##### Data in this exercise #####

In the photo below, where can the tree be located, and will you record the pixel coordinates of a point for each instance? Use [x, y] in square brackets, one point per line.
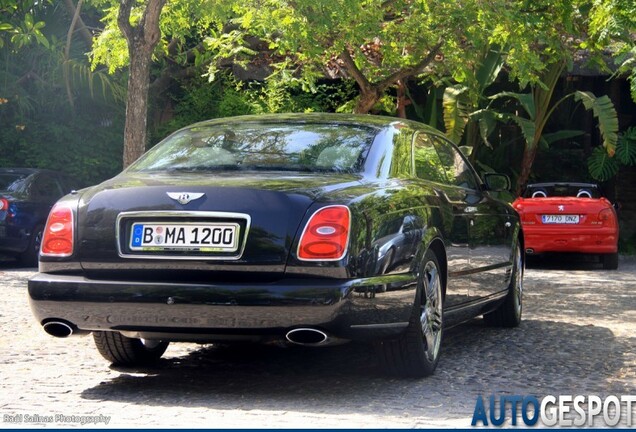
[138, 35]
[548, 36]
[381, 44]
[142, 38]
[40, 82]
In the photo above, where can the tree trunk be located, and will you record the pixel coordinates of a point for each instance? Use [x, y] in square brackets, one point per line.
[366, 102]
[141, 41]
[136, 128]
[526, 166]
[402, 100]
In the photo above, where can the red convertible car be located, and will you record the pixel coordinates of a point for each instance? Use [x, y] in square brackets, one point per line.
[569, 217]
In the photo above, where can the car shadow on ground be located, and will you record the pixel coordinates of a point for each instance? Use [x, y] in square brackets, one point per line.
[539, 357]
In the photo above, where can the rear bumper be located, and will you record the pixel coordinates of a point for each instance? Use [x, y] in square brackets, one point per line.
[589, 241]
[360, 309]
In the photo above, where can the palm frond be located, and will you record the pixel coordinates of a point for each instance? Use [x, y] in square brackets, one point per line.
[601, 166]
[525, 99]
[605, 113]
[626, 147]
[456, 111]
[527, 127]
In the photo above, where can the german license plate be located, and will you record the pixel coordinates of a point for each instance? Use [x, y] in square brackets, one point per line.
[560, 219]
[201, 237]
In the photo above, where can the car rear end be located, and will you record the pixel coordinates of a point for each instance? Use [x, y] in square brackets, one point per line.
[568, 224]
[230, 253]
[15, 219]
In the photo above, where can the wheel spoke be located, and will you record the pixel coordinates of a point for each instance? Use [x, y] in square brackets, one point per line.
[431, 310]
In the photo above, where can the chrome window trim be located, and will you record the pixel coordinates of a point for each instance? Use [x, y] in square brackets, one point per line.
[180, 214]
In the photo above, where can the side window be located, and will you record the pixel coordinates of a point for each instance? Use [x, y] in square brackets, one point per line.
[428, 165]
[460, 173]
[401, 158]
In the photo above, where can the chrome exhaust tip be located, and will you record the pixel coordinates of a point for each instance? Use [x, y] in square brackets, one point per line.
[58, 329]
[307, 337]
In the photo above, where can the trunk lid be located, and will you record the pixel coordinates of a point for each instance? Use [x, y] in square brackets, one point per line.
[266, 209]
[558, 211]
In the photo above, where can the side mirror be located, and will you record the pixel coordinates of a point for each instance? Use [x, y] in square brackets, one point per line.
[497, 182]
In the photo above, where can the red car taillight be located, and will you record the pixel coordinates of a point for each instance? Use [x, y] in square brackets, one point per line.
[326, 235]
[58, 234]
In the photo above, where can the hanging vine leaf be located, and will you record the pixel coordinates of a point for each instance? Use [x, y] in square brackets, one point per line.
[601, 166]
[456, 111]
[604, 111]
[626, 147]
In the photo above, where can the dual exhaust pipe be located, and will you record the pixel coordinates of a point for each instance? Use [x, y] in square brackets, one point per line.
[61, 329]
[299, 336]
[308, 337]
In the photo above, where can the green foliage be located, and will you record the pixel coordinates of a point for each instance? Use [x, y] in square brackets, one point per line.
[601, 165]
[86, 145]
[604, 111]
[55, 112]
[626, 148]
[456, 111]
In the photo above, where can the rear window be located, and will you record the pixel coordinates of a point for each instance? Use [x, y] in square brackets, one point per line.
[13, 182]
[269, 147]
[562, 190]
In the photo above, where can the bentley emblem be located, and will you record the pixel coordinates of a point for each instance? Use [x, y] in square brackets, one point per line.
[184, 197]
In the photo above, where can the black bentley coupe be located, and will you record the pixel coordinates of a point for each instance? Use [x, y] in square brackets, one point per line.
[284, 228]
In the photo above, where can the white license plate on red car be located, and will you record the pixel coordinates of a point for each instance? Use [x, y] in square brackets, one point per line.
[203, 237]
[560, 219]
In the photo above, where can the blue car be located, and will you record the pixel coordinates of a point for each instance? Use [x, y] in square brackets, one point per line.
[26, 197]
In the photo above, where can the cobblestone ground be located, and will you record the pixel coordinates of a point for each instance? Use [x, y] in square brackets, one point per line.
[577, 337]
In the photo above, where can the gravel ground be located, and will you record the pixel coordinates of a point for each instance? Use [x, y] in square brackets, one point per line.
[577, 337]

#####

▶ [What needs to be done] Above are the records; copy them exactly without the pictures.

▶ [Response area]
In the photo below, where can the tree be located, and will you record the pixel coordinates of a point for each instance? Use [x, y] in square brackets, one point per line.
[138, 35]
[548, 36]
[381, 44]
[142, 38]
[40, 82]
In the photo above, where can the tree trunk be located, and will you record the pixel coordinates of a point for each instance? Use [x, y] in square brackets, one point per line.
[366, 102]
[141, 41]
[136, 128]
[526, 166]
[402, 100]
In the photo above, where can the red convertible car be located, and will you record the pixel coordinates of a point for each instance? Use [x, y] in square brackets, one point per line.
[569, 217]
In the photo above, where can the car shadow on ground be located, and will you record the pixel coordinates of a point for each instance? Use [x, y] in square brackets, one point per line.
[539, 357]
In the photo above, where can the rear bumper be located, and will you record the pixel coordinates of a point for each instance? Use [x, y] in square brackets, one point per line.
[589, 241]
[360, 309]
In the photo above, where can the palm frond be located, and will you record the pixel coordinates of a point for each instance? Use [x, y] in square brackets, one point per line.
[601, 166]
[525, 99]
[605, 113]
[626, 147]
[456, 111]
[527, 127]
In the photo above, where can the german license plate be located, and will you record the pixel coordinates of a point for each instance? Use [x, y] in square brackets, one point per line.
[560, 219]
[201, 237]
In the photo above, where can the car rear end be located, and will you record the pixel coordinates of a point for each instance? Use [x, y] in square brackets, one point per line.
[568, 224]
[230, 253]
[15, 219]
In the photo above, where can the wheel spoke be located, and will you record the pixel coordinates of a point for each instance? Use [x, y] in square brackets, one point per line.
[431, 310]
In the photo above, where can the chrome window trim be located, and will you record the pixel coordinates of a point for each instance? Use [x, y] in square brackets, one point per line.
[180, 214]
In the photo above, where can the side window be located, and will you record the pixel coordinates of a point for each instance? Use [x, y] in square brackets, one point per line.
[428, 165]
[460, 173]
[401, 158]
In the photo above, where can the chrome exhaust tip be located, and will you record the pixel coordinates of a point for each instance? Use [x, y] in square brackets, one point per line.
[58, 329]
[307, 337]
In the photo above, where can the trunk lid be located, and will you record the pixel coordinates of a point for each instance? Use [x, y] in square brackets, one point per line.
[266, 209]
[558, 211]
In the photo above, where can the side mirror be located, and will you record the pixel coordinates of a point for each instance? Use [x, y] in square brackets, one point per line.
[497, 182]
In the photo above, where can the red car taillight be located, and will you record the pixel coordinates of a point for each instance? Use [x, y] in square brackets, one point per line.
[326, 235]
[58, 234]
In the photo above, where can the hanging vine leaf be located, and will you record the pixel coordinates of a point for each instance? Use [x, y] in square brackets, one point per line.
[601, 166]
[456, 111]
[604, 111]
[626, 147]
In the photo above, where can the dual exhaust pipe be located, and will you record the pixel coordinates of a point for each instance? Use [x, y] in square brackets, one point per line.
[61, 329]
[299, 336]
[308, 337]
In the photo above, where can the green foliage be located, and will you record the pixel coordinates of a point for each instance? Use [x, y] in square brackets, one point per line.
[601, 165]
[86, 145]
[604, 111]
[55, 112]
[626, 148]
[456, 111]
In the photo above, where can the rear window be located, and will you record the pixel coordinates of a point for each instance? Use [x, y] in square brackets, one point per line.
[13, 182]
[269, 147]
[562, 190]
In the photo above, where can the bentley emblem be located, and will you record the pixel coordinates of a point for each instance? Use [x, y] in square brackets, one point per line.
[184, 197]
In the photo above, where can the black bentley coupe be located, and will you record the pixel coordinates of a point for each instance? Use [x, y] in square brackets, one point per line.
[284, 228]
In the photo above, where can the white license plate on red car be located, and will you record the pixel coordinates of a point for each instance? Use [x, y] in square brackets, one point per line.
[203, 237]
[560, 219]
In the photo above, where can the blue car be located, and will you record the pixel coordinates of a point for each instance? Use [x, y] in square brackets, one point per line.
[26, 197]
In the photo above, where can the cobblestone ground be located, and will you record the pixel coordinates of a point for each instance? Use [x, y] in square brackets, one point per line.
[577, 337]
In the photo above, where can the gravel ground be located, and will you record the pixel coordinates of a point for each instance? Use [x, y] in square brackets, one point per line.
[577, 337]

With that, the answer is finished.